Dataset entries
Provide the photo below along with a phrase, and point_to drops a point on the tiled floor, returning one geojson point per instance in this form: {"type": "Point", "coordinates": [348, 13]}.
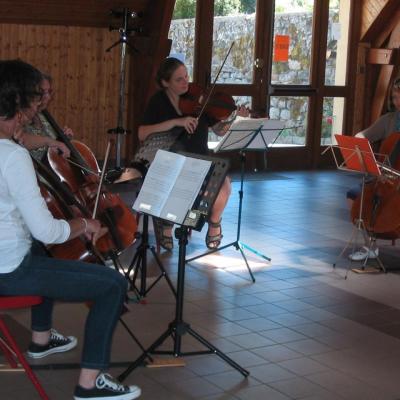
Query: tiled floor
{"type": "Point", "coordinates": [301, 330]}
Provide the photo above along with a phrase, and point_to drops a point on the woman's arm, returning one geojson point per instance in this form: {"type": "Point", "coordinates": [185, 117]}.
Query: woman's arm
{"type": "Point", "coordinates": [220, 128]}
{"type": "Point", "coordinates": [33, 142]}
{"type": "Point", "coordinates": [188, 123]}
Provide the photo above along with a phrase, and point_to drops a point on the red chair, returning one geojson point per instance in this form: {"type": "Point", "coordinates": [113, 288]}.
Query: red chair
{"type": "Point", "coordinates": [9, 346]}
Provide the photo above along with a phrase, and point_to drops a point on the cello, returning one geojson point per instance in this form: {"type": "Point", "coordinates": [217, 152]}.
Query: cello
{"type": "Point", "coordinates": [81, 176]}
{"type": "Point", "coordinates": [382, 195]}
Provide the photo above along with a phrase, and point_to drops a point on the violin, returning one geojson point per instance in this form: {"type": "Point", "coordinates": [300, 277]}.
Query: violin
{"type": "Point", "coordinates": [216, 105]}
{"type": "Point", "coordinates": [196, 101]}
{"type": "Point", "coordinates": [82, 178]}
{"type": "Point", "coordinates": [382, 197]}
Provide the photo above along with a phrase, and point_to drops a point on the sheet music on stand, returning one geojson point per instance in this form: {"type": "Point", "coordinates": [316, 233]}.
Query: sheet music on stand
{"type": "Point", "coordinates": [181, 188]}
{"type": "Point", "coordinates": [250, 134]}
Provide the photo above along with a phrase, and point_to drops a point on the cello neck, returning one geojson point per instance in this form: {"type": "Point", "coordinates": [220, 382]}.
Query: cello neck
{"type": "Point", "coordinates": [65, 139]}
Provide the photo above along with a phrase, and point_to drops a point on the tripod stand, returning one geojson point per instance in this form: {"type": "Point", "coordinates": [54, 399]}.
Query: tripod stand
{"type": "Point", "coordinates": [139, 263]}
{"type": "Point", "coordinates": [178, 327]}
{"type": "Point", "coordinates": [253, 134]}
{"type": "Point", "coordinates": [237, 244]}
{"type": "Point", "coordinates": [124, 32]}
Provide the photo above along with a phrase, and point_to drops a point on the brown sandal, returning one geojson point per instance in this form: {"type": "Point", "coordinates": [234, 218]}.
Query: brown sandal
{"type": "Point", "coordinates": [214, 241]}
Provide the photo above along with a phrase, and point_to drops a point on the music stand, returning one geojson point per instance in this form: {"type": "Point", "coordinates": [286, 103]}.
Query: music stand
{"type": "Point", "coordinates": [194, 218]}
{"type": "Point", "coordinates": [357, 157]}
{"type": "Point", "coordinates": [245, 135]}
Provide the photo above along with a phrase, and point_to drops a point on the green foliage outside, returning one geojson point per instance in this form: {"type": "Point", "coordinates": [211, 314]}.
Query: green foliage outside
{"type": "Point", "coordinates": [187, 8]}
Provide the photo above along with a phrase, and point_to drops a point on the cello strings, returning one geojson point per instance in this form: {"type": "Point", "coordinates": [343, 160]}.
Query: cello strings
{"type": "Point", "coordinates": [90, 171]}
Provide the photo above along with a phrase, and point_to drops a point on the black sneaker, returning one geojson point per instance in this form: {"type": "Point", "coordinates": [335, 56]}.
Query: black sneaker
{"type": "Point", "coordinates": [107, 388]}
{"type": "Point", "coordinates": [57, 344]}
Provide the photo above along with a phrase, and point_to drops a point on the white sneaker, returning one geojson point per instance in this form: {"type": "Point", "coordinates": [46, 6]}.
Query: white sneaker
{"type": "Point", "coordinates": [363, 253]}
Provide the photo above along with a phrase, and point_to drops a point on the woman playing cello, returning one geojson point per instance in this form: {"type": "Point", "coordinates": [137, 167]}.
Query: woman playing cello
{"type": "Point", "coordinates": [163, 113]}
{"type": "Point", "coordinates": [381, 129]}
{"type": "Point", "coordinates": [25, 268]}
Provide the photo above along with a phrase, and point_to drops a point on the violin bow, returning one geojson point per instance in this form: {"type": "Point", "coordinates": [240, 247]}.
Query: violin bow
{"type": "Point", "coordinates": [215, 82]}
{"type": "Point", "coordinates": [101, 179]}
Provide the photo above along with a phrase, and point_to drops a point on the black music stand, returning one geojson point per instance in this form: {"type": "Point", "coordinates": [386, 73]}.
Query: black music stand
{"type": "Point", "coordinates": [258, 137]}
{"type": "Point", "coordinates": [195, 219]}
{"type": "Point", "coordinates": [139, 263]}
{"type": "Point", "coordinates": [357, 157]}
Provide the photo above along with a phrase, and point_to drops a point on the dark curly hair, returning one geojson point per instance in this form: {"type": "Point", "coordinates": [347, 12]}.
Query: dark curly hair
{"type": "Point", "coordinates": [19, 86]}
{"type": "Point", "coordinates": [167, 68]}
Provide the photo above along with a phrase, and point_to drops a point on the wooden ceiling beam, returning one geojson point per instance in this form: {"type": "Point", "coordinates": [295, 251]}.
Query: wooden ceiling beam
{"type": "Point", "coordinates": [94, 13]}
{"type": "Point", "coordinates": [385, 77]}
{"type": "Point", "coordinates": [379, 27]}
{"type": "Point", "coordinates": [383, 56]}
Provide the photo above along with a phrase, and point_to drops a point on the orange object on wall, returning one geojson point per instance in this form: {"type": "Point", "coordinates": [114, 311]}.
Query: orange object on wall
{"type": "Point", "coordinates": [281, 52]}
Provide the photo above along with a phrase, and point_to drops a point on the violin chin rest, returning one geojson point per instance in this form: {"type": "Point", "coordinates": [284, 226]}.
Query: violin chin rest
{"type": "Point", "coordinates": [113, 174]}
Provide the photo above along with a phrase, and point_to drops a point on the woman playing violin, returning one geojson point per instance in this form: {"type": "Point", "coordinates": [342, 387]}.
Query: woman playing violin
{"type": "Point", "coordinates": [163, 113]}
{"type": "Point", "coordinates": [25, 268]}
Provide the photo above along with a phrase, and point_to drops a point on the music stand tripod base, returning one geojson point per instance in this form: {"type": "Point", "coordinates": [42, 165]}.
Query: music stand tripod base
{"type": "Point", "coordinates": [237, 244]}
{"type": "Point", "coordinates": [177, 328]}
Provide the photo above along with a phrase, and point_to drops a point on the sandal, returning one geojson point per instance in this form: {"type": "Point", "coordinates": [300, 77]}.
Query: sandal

--- WHAT IS EXPECTED ---
Rename "point_to" to "place_marker" everywhere in the items above, changing nothing else, and reproduce them without the pictures.

--- WRITTEN RESPONSE ---
Provide the photo below along with a phrase, and place_marker drops a point on the tiled floor, returning one geojson point per instance in this form: {"type": "Point", "coordinates": [348, 13]}.
Query: tiled floor
{"type": "Point", "coordinates": [301, 330]}
Provide the photo above along with a phrase, and place_marker drops a point on the woman's arm, returning one geojson point per instance in this form: {"type": "Point", "coordinates": [185, 117]}.
Query: woman's arm
{"type": "Point", "coordinates": [220, 128]}
{"type": "Point", "coordinates": [33, 142]}
{"type": "Point", "coordinates": [188, 123]}
Provide the photo above along with a phrase, and place_marker drops a point on the red chair, returning one geojson point per instance in this form: {"type": "Point", "coordinates": [113, 288]}.
Query: red chair
{"type": "Point", "coordinates": [9, 346]}
Provide the photo above along with a phrase, and place_marker drops a point on the cello, returning one geojson point per instance in this form: {"type": "Point", "coordinates": [217, 152]}.
Query: cello
{"type": "Point", "coordinates": [81, 176]}
{"type": "Point", "coordinates": [382, 195]}
Provide the photo above along with a phrase, and place_marker drops a point on the violin, returning one geojson point per instance in this form: {"type": "Point", "coordinates": [300, 277]}.
Query: violin
{"type": "Point", "coordinates": [216, 105]}
{"type": "Point", "coordinates": [196, 101]}
{"type": "Point", "coordinates": [82, 178]}
{"type": "Point", "coordinates": [382, 197]}
Provide the photo above along with a phrase, and place_marker drops a point on the sheet music on stand, returning one geojson point per instance in this form: {"type": "Point", "coordinates": [316, 233]}.
Query: sheet music on stand
{"type": "Point", "coordinates": [181, 188]}
{"type": "Point", "coordinates": [250, 134]}
Provide the photo above along with a phrase, and place_marker drops a point on the cello neck, returning one geojson point per instance in this form: {"type": "Point", "coordinates": [220, 382]}.
Query: cello neck
{"type": "Point", "coordinates": [65, 139]}
Provide the photo above along with a phrase, and place_marker drops a point on the tripod stand, returning one geojson point per instance in this form: {"type": "Point", "coordinates": [54, 399]}.
Query: tripod stand
{"type": "Point", "coordinates": [139, 263]}
{"type": "Point", "coordinates": [178, 327]}
{"type": "Point", "coordinates": [253, 134]}
{"type": "Point", "coordinates": [237, 244]}
{"type": "Point", "coordinates": [124, 32]}
Provide the photo above along with a phrase, and place_marker drops a point on the brown sandal, returning one geojson point per instance in this form: {"type": "Point", "coordinates": [234, 218]}.
Query: brown sandal
{"type": "Point", "coordinates": [214, 241]}
Provide the photo above along with a phrase, and place_marker drops a point on the music stand, returning one geojson point per instance in this form: {"type": "Point", "coordinates": [286, 103]}.
Query: music stand
{"type": "Point", "coordinates": [194, 218]}
{"type": "Point", "coordinates": [357, 157]}
{"type": "Point", "coordinates": [245, 135]}
Provide the photo above along with a phrase, and place_marker drops a point on the green foliage outside, returning one geojson point per instance in this form: {"type": "Point", "coordinates": [211, 314]}.
Query: green foliage outside
{"type": "Point", "coordinates": [187, 8]}
Provide the photo above along with a phrase, and place_marker drops a point on the cello strings, returning one geojson point per instance in this form: {"type": "Point", "coordinates": [343, 160]}.
Query: cello strings
{"type": "Point", "coordinates": [90, 171]}
Provide the photo above along with a phrase, and place_marker drops a point on the black sneaker, returning one geojson point per instance in this form: {"type": "Point", "coordinates": [335, 56]}.
Query: black sneaker
{"type": "Point", "coordinates": [107, 388]}
{"type": "Point", "coordinates": [57, 344]}
Provide the photo above along with a phrase, and place_marker drops a point on the white sneaker, returning one geojson point per instance in this form: {"type": "Point", "coordinates": [46, 6]}.
Query: white sneaker
{"type": "Point", "coordinates": [363, 253]}
Provide the photo above along with a phrase, and place_marker drops a point on the woman playing cello, returning one geojson point per instance in this form: {"type": "Point", "coordinates": [137, 167]}.
Query: woman playing cello
{"type": "Point", "coordinates": [163, 113]}
{"type": "Point", "coordinates": [381, 129]}
{"type": "Point", "coordinates": [25, 268]}
Provide the photo above along with a phrase, and place_marker drops a point on the violin bow, returning one geojson point per instance in this form: {"type": "Point", "coordinates": [240, 247]}.
Query: violin bow
{"type": "Point", "coordinates": [215, 82]}
{"type": "Point", "coordinates": [101, 179]}
Provide the photo above along with a phrase, and place_marker drops a point on the black music stand, returning one geojson point per instance in this form: {"type": "Point", "coordinates": [386, 73]}.
Query: black music stand
{"type": "Point", "coordinates": [258, 137]}
{"type": "Point", "coordinates": [195, 219]}
{"type": "Point", "coordinates": [139, 263]}
{"type": "Point", "coordinates": [357, 157]}
Provide the photo above along with a phrase, and place_marker drops a point on the dark curly hair, returning one geojson point per instance in this form: {"type": "Point", "coordinates": [347, 12]}.
Query: dark curly hair
{"type": "Point", "coordinates": [19, 86]}
{"type": "Point", "coordinates": [167, 68]}
Provide the photo above along with a phrase, and place_marker drops a point on the wooden ceiling beam, returning one geojson point per instance in this form: {"type": "Point", "coordinates": [295, 251]}.
Query: wooden ceiling beam
{"type": "Point", "coordinates": [94, 13]}
{"type": "Point", "coordinates": [385, 77]}
{"type": "Point", "coordinates": [379, 27]}
{"type": "Point", "coordinates": [383, 56]}
Provide the photo above along with a phrase, and place_marker drops a point on the orange object on wall, returning one geojson point per instance in this form: {"type": "Point", "coordinates": [114, 311]}.
Query: orange object on wall
{"type": "Point", "coordinates": [281, 52]}
Provide the photo above along with a phrase, and place_marker drops a point on the violin chin rest, returning one geojson point per instance in this form: {"type": "Point", "coordinates": [284, 226]}.
Query: violin chin rest
{"type": "Point", "coordinates": [113, 174]}
Provide the photo above along with a phrase, and place_marker drops a point on the woman playing violin, returning one geojson point per instance in this form: {"type": "Point", "coordinates": [342, 387]}.
Query: woman playing violin
{"type": "Point", "coordinates": [163, 113]}
{"type": "Point", "coordinates": [25, 268]}
Provide the photo above along with a phrase, and place_marker drops a point on the music stand tripod base, returning one geojson point per instance in this form: {"type": "Point", "coordinates": [42, 165]}.
Query: music stand tripod base
{"type": "Point", "coordinates": [237, 244]}
{"type": "Point", "coordinates": [177, 328]}
Provide the photo above along with a phrase, and place_marker drops a point on the sandal, returning one geojson point per instance in this form: {"type": "Point", "coordinates": [300, 77]}.
Query: sandal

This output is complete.